* [Given task] Starting with the line that contains "Indicate the woman's shoulder", reproduce each line through the end of the listing below, with no other output.

[Stored data]
#####

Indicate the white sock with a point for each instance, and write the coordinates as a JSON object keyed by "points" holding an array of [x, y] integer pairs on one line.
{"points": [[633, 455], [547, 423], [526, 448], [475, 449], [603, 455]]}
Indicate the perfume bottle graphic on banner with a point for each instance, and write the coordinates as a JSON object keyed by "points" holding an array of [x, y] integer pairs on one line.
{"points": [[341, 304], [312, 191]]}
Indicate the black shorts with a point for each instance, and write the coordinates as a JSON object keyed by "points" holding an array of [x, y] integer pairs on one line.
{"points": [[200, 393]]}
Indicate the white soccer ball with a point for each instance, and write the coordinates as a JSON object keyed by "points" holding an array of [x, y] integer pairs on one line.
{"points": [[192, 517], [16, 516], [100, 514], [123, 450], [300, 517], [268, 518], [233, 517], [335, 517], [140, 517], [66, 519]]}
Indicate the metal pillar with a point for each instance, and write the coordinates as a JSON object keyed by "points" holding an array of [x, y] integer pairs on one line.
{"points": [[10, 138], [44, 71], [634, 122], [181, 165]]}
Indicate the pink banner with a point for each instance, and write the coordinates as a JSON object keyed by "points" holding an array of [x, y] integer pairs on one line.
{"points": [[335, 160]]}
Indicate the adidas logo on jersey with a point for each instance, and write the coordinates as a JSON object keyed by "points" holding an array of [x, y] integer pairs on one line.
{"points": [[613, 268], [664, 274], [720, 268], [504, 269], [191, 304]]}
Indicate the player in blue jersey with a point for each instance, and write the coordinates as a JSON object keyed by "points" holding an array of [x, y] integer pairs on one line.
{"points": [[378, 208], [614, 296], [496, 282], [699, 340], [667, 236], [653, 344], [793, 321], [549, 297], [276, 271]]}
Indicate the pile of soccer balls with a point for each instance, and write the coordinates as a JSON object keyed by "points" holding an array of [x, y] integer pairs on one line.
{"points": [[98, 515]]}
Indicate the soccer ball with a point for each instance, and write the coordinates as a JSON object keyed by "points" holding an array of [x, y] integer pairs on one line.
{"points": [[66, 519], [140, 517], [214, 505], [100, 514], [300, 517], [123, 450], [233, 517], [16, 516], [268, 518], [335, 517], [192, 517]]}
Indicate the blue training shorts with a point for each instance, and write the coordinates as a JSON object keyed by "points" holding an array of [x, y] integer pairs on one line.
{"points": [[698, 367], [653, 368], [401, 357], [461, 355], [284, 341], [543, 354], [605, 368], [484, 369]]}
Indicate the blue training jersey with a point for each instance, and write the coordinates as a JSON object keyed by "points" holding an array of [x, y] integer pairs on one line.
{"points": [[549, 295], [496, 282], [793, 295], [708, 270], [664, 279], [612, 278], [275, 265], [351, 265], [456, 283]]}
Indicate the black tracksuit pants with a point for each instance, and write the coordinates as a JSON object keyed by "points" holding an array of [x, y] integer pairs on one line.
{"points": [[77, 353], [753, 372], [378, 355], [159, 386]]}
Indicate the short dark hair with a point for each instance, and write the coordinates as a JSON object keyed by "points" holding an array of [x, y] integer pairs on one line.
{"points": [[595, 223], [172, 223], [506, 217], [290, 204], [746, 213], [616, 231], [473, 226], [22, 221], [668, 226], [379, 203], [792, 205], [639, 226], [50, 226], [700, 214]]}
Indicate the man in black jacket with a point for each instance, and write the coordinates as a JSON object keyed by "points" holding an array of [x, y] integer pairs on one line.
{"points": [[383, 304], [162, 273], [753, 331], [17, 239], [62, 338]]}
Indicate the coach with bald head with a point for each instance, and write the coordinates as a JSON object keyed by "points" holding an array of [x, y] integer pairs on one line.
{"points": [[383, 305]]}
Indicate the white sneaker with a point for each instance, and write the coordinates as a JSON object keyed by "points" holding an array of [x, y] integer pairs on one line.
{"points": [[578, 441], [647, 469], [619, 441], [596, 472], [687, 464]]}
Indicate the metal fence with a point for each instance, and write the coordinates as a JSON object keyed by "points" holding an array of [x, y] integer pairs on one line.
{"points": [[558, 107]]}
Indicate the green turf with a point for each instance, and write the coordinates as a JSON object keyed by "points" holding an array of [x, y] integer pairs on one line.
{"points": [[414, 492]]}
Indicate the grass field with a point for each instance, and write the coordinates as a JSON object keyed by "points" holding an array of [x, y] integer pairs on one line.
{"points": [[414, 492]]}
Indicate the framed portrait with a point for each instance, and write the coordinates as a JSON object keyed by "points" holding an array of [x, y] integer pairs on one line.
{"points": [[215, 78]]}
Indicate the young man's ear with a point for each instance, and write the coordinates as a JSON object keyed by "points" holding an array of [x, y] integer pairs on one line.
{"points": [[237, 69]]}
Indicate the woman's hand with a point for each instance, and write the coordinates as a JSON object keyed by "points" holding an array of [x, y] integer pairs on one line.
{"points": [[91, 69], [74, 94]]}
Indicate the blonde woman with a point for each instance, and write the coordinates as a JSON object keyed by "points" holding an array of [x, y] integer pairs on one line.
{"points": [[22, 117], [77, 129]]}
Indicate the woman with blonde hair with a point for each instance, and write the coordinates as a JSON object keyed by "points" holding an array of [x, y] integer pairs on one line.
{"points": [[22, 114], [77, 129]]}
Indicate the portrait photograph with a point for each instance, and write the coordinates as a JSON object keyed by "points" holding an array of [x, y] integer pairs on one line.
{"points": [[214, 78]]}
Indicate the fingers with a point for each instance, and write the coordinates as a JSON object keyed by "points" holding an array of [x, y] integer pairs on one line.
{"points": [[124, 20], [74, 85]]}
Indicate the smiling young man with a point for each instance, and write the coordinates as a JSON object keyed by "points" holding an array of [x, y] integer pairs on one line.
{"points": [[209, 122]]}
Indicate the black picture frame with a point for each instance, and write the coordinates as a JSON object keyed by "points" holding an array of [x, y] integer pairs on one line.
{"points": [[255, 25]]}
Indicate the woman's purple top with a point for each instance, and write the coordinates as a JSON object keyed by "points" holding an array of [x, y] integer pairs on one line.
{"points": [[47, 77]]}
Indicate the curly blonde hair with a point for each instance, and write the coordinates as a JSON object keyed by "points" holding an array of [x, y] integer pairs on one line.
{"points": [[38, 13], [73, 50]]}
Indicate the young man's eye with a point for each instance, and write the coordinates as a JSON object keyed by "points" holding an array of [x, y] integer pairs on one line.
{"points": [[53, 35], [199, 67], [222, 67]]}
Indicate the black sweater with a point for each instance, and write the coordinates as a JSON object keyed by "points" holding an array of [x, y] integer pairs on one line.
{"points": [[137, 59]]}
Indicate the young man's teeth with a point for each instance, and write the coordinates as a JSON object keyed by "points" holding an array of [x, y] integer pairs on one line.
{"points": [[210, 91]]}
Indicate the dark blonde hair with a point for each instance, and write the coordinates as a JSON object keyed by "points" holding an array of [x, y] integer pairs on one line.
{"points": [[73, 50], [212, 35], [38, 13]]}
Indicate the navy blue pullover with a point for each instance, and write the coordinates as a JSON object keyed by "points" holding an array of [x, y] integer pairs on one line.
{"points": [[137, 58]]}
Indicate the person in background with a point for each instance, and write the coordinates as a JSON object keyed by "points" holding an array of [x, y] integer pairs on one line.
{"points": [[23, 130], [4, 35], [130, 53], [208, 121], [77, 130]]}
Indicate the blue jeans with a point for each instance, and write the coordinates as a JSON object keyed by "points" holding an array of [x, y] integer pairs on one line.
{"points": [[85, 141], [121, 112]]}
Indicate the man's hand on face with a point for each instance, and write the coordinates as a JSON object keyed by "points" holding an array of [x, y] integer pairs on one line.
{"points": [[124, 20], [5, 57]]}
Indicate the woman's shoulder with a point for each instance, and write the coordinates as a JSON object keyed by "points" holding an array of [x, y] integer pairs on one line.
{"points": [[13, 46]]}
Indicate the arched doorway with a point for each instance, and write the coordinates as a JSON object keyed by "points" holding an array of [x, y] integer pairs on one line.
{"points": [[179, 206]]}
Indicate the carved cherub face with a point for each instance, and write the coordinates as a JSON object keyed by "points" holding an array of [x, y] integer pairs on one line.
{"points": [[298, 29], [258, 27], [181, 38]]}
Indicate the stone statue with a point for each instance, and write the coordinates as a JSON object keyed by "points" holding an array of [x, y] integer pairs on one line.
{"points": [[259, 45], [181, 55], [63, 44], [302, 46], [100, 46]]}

#####

* [Result for this exercise]
Indicate the woman's shoulder with a point for each instance, and write the coordinates as a JSON object keyed by "points" holding an array of [x, y] integer pairs on one line.
{"points": [[13, 46]]}
Indicate the arched doorway with a point for each instance, and write the coordinates as a JSON object keyed by "points" holding an array of [x, y] integer pairs on one line.
{"points": [[179, 206]]}
Indicate the carved cherub face with a point for each instance, and write the coordinates as a JSON object keyed by "points" holding an array of [x, y] integer pairs on one line.
{"points": [[298, 29], [258, 27], [181, 38]]}
Indicate the stone statue with a point for each instance, and write the coordinates as a JSON object keyed by "points" holding an array of [x, y] integer pairs on one line.
{"points": [[259, 45], [181, 55], [63, 44], [302, 46], [100, 46]]}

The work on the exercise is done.